● **DATA LINES**
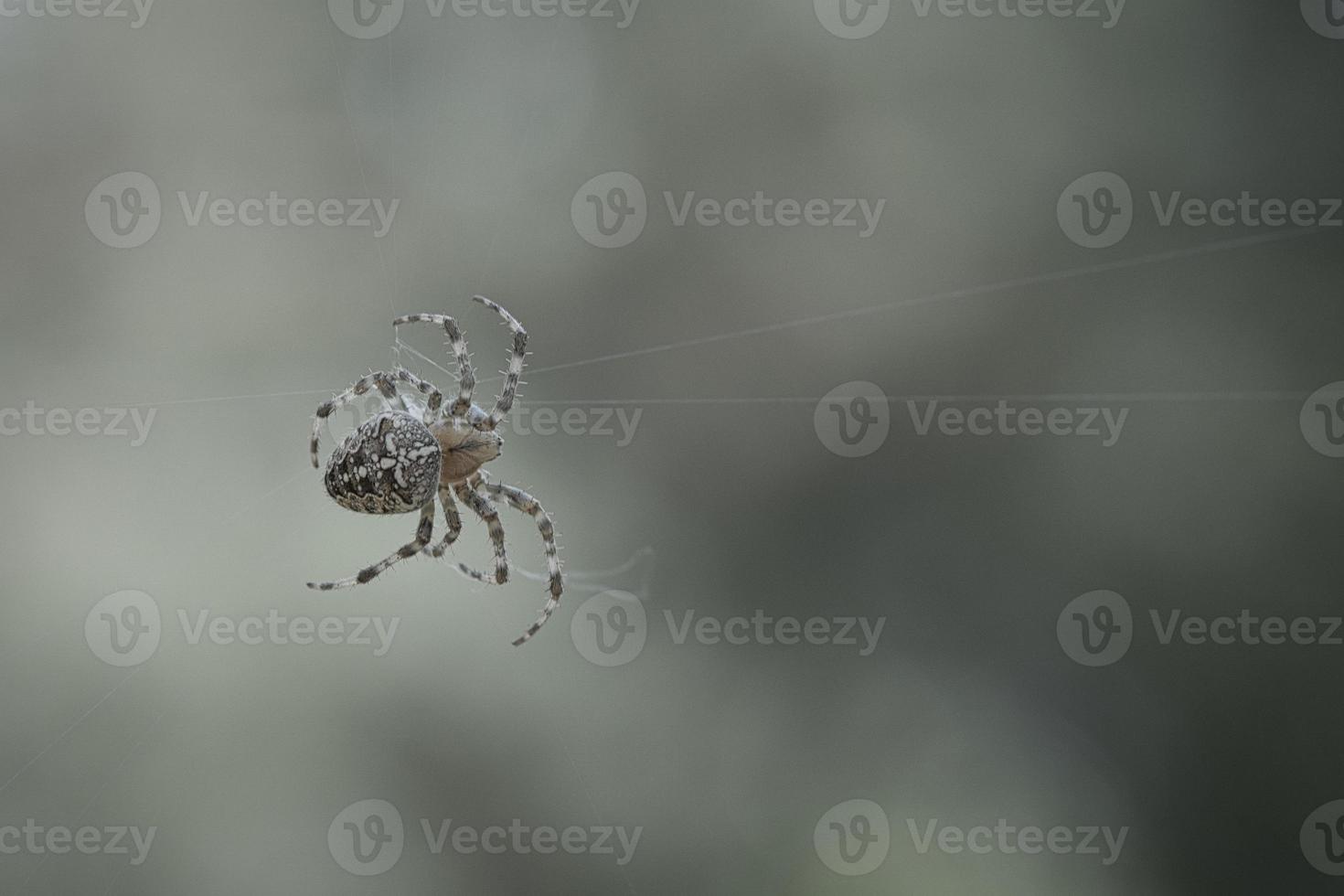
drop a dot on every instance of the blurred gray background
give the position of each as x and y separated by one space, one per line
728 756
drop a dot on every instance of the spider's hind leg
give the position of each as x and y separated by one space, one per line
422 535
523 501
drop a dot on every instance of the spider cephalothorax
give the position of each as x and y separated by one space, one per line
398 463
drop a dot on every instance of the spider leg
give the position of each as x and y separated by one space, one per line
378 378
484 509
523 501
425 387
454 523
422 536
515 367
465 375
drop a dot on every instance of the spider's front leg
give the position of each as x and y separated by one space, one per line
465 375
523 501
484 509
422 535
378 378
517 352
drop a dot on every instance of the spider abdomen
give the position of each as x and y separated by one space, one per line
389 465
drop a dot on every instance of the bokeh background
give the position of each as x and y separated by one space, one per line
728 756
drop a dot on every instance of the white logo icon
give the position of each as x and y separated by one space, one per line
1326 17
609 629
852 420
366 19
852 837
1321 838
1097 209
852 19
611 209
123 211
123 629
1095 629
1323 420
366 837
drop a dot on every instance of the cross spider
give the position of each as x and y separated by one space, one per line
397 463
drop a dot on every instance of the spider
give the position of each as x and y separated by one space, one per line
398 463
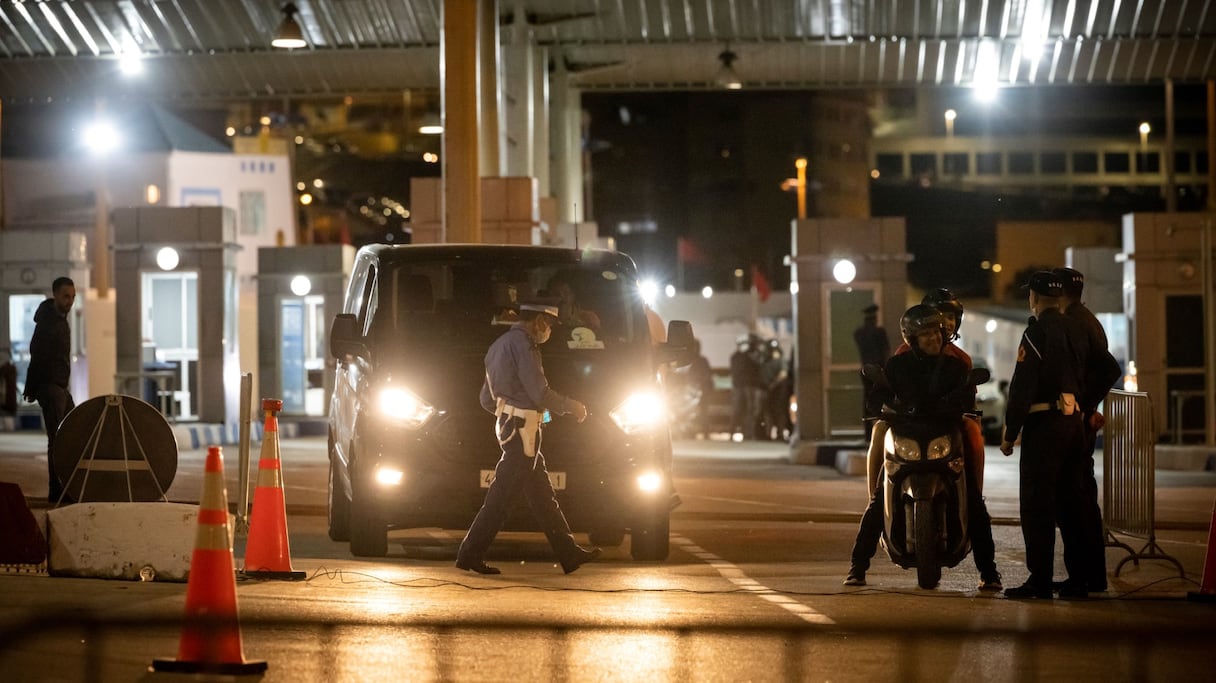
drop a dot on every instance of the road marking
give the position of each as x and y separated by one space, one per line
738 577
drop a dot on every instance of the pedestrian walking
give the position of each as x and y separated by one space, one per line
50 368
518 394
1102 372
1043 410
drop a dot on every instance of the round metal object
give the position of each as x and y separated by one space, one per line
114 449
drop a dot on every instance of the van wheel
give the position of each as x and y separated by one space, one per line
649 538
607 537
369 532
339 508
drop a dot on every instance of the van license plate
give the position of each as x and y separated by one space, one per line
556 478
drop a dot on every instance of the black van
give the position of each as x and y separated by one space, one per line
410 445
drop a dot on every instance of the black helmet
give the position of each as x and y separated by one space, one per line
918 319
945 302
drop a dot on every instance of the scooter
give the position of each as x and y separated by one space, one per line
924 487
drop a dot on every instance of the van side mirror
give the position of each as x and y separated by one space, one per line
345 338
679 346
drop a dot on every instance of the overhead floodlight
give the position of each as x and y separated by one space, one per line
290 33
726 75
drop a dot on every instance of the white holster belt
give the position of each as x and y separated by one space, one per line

...

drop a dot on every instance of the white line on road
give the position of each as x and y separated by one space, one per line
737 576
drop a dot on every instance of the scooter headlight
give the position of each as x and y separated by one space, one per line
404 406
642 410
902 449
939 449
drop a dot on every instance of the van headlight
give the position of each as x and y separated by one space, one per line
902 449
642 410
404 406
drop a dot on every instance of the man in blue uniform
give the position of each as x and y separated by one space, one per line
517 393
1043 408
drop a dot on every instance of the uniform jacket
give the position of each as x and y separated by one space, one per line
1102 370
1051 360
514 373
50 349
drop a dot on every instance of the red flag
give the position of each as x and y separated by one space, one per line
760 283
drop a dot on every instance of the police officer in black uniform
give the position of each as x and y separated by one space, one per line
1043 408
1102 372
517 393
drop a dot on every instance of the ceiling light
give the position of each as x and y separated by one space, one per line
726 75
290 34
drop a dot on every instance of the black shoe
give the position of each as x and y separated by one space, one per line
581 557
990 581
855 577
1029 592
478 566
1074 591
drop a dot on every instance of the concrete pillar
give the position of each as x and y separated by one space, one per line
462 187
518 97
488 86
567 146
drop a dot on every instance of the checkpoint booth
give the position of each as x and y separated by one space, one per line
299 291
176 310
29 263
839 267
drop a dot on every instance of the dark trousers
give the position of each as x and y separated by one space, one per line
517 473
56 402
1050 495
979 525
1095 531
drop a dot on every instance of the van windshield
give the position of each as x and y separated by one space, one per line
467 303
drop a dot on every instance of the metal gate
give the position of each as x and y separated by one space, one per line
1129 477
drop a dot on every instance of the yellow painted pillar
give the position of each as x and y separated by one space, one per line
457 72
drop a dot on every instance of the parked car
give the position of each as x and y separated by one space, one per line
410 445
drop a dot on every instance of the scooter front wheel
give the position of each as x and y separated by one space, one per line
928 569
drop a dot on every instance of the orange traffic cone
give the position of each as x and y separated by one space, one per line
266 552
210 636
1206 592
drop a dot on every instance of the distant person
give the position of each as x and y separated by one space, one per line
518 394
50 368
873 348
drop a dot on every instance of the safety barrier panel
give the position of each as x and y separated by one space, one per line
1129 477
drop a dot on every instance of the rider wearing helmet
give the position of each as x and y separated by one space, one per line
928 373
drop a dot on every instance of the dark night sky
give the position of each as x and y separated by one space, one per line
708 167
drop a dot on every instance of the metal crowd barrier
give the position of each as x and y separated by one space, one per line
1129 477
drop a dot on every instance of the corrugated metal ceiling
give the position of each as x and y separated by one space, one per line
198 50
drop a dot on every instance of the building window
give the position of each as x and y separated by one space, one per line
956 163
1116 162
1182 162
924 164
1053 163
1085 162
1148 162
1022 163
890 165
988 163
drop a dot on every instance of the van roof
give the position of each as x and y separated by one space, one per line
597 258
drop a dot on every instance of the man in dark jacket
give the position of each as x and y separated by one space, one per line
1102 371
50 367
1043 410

● **TASK TO CARRY OUT**
Show every line of the records that contains the word "jacket".

● **OUTPUT BELOW**
drop a dot on every instance of the uniform jacket
drop a dot on every instance of the man in dark jacket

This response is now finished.